On The Verge Of
A Racial Revenge?
By Pablo Stefanoni
23 June, 2007
since the inauguration of Evo Morales, the right wing have begun to
raise the spectre of a "racial revenge", supposedly promoted
by the new government. Even Peruvian writer Mario Vargas Llosa –
who never loses an opportunity to attack "populisms", both
real and imaginary – wrote about the "demagogy" and
"racism" of the Bolivian president. This "indigenous
messianism", together with the "totalitarianism" of Hugo
Chavez, was putting democracy and the state of law at risk in Latin
America. Alvaro Vargas Llosa, the son of the author of La ciudad y los
perros [The city and dogs], went as far as dividing the Latin American
left into "vegetarians" (Lula, Bachelet) and "carnivores"
(Chavez and Evo). Some local journalists and analysts have run a similar
line, denouncing the "reverse racism" emanating from the new
indigenous and campesino elites.
This debate went beyond limits
of absurdity during a televised discussion on PAT. Without flinching,
Juan Claudio Lechín and Roberto Barbery, whilst speaking about
the undemocratic character of the new government, tried to demonstrate,
using an academic tone, that Evo Morales and the national socialism
of Adolf Hitler both articulated in a similar way ethnic superiority
(in this case Quechua-Aymara), corporativism, and charismatic leadership.
The antidote to ending up with similar consequences was to recognise
that, in the end, "in Bolivia, we are all mestizo[mixed blood]"
and should therefore abandon this indigenist adventure.
But is any of this true:
is the Evo's government and indigenist government? Do they really exclude
white-mestizos via an inverted segregation? Do the indigenous people
act like the criollo [local-born white] elites did throughout the republican
The problems of "race"

**SUPPLIED MATERIAL:**

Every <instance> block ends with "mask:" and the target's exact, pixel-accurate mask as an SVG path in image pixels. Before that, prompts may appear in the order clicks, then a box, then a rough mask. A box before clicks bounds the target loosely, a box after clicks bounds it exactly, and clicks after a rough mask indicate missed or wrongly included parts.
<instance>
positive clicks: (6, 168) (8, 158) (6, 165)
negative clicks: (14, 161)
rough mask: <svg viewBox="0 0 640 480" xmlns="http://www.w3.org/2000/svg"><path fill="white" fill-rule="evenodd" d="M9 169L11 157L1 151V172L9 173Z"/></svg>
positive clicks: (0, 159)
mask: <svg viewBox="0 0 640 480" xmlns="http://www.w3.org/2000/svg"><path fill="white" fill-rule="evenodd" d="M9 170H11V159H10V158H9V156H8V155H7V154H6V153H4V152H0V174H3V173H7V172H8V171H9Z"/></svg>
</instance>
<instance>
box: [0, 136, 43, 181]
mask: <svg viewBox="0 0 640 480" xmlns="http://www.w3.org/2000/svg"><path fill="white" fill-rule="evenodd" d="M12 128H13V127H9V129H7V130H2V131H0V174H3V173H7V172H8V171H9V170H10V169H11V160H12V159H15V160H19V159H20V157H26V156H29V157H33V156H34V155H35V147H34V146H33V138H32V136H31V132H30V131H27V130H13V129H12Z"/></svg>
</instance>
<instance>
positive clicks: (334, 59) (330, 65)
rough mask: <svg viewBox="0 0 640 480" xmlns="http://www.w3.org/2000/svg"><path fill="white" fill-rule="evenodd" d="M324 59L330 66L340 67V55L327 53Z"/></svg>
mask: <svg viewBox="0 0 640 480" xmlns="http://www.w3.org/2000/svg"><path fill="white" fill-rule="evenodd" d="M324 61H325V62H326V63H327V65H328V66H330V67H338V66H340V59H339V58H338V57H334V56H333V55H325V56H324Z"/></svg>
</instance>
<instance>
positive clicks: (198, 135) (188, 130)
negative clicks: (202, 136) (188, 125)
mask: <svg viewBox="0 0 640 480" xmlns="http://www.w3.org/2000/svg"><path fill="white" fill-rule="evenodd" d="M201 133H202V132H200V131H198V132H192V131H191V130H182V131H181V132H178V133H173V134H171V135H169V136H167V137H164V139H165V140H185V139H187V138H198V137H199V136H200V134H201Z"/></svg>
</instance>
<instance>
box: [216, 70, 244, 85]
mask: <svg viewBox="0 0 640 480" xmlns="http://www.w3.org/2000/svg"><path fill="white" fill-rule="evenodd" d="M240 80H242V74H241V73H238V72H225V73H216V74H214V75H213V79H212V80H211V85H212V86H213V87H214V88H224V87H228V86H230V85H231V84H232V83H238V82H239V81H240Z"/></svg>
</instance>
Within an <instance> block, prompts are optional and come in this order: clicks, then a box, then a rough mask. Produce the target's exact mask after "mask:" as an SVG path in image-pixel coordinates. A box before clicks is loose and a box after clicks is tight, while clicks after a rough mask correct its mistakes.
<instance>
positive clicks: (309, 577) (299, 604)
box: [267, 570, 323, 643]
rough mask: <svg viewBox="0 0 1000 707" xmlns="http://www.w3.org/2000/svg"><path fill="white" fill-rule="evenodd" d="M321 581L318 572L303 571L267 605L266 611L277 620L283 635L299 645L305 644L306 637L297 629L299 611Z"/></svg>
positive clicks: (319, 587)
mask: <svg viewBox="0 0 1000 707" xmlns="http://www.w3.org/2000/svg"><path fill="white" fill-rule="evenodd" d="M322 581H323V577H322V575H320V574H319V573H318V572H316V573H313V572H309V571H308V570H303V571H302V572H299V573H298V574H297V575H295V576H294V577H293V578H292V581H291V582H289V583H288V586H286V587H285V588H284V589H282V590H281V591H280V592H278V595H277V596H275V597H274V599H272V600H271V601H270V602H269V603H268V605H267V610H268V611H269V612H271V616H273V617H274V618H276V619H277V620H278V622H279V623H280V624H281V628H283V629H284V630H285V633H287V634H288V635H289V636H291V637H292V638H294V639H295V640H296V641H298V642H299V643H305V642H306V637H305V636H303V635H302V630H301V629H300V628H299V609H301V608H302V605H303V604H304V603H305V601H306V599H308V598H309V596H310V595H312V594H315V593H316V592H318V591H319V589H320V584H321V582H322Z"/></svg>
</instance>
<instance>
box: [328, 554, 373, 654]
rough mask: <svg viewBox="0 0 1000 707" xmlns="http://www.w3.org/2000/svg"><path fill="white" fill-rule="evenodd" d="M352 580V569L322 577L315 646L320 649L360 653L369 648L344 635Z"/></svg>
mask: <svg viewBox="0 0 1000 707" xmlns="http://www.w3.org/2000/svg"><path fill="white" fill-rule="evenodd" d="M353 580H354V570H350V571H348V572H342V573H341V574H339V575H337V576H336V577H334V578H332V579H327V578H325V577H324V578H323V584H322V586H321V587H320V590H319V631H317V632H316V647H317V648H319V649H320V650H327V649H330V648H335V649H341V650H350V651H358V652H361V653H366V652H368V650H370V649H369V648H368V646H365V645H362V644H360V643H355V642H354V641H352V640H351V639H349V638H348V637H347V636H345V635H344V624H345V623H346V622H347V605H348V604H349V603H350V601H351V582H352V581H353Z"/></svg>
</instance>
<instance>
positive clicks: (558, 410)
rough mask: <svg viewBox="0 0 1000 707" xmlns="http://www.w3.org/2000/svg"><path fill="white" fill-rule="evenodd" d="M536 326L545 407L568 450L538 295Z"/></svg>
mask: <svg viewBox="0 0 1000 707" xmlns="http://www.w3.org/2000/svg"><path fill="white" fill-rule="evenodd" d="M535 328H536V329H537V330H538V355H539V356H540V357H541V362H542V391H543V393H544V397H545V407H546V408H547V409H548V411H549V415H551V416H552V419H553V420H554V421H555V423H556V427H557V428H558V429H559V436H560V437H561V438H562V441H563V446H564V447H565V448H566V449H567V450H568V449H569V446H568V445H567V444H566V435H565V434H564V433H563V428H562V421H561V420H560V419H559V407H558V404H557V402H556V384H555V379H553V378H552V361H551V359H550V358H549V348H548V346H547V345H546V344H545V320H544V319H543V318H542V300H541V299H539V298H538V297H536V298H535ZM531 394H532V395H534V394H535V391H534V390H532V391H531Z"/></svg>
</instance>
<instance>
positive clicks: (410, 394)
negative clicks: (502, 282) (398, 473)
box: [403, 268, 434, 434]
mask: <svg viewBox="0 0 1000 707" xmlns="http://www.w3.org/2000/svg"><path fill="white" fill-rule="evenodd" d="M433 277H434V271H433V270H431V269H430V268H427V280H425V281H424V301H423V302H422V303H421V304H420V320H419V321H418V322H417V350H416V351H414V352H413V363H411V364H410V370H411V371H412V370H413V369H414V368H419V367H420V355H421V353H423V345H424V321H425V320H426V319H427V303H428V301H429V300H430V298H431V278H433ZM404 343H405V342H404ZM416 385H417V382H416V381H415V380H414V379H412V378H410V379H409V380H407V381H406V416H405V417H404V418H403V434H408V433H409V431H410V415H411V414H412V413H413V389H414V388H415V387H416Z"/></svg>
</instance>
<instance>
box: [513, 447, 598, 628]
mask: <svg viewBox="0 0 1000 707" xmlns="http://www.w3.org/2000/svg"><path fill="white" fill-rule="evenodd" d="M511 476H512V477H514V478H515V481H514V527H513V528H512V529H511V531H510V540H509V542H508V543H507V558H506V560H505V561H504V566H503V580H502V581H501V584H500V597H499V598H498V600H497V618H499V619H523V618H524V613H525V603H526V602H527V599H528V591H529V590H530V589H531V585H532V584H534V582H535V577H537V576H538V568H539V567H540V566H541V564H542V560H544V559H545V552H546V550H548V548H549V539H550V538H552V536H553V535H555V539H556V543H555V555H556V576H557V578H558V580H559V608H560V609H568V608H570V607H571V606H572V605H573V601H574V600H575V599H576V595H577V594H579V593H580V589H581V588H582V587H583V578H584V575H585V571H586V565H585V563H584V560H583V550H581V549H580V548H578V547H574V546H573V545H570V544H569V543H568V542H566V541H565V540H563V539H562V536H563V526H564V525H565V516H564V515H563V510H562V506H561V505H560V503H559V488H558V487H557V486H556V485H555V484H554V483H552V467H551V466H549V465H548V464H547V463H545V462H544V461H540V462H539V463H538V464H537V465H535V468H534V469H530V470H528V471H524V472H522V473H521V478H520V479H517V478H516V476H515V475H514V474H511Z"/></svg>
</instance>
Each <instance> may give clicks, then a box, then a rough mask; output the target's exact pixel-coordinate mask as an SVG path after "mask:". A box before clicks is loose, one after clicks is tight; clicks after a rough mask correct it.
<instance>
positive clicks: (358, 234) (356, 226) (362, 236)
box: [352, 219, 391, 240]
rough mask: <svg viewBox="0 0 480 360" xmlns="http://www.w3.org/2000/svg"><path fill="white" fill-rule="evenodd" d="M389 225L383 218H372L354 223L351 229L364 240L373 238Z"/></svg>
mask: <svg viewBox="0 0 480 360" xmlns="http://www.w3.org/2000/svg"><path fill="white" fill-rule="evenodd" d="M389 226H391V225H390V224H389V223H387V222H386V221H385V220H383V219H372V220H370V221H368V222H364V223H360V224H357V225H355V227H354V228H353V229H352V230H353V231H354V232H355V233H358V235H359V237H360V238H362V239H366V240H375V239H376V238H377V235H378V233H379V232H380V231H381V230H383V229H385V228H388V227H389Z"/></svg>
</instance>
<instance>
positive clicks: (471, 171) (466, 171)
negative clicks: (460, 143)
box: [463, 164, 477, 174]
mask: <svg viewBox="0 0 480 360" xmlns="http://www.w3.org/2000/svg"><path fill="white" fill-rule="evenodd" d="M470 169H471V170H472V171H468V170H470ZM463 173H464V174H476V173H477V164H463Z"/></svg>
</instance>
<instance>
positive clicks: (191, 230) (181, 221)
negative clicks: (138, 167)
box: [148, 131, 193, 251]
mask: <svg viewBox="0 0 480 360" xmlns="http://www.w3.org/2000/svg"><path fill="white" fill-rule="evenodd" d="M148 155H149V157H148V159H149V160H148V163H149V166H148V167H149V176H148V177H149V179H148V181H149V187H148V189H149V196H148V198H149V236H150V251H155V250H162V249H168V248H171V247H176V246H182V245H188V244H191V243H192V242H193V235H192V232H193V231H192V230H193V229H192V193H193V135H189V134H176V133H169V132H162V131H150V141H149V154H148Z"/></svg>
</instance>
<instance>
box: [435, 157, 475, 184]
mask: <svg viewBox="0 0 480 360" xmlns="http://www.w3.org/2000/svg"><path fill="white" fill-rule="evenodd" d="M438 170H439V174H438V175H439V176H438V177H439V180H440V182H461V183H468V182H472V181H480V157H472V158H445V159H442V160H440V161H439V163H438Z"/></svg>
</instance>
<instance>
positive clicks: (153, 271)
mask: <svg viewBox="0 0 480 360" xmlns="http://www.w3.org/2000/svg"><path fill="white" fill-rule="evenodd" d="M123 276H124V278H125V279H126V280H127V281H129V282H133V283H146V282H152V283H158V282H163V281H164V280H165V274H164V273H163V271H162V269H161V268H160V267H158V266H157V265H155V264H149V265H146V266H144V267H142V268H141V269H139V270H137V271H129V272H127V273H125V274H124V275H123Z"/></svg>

**QUESTIONS TO ANSWER:**
a. Reproduce the article on Evo Morales and the "racial revenge" debate word for word, from its title through its final line.
b. Count the lines in the entries above that contain the string "negative", with uppercase and lowercase treated as different. Reply with that number alone.

**WRITTEN RESPONSES:**
a.
On The Verge Of
A Racial Revenge?
By Pablo Stefanoni
23 June, 2007
since the inauguration of Evo Morales, the right wing have begun to
raise the spectre of a "racial revenge", supposedly promoted
by the new government. Even Peruvian writer Mario Vargas Llosa –
who never loses an opportunity to attack "populisms", both
real and imaginary – wrote about the "demagogy" and
"racism" of the Bolivian president. This "indigenous
messianism", together with the "totalitarianism" of Hugo
Chavez, was putting democracy and the state of law at risk in Latin
America. Alvaro Vargas Llosa, the son of the author of La ciudad y los
perros [The city and dogs], went as far as dividing the Latin American
left into "vegetarians" (Lula, Bachelet) and "carnivores"
(Chavez and Evo). Some local journalists and analysts have run a similar
line, denouncing the "reverse racism" emanating from the new
indigenous and campesino elites.
This debate went beyond limits
of absurdity during a televised discussion on PAT. Without flinching,
Juan Claudio Lechín and Roberto Barbery, whilst speaking about
the undemocratic character of the new government, tried to demonstrate,
using an academic tone, that Evo Morales and the national socialism
of Adolf Hitler both articulated in a similar way ethnic superiority
(in this case Quechua-Aymara), corporativism, and charismatic leadership.
The antidote to ending up with similar consequences was to recognise
that, in the end, "in Bolivia, we are all mestizo[mixed blood]"
and should therefore abandon this indigenist adventure.
But is any of this true:
is the Evo's government and indigenist government? Do they really exclude
white-mestizos via an inverted segregation? Do the indigenous people
act like the criollo [local-born white] elites did throughout the republican
The problems of "race"

b. 5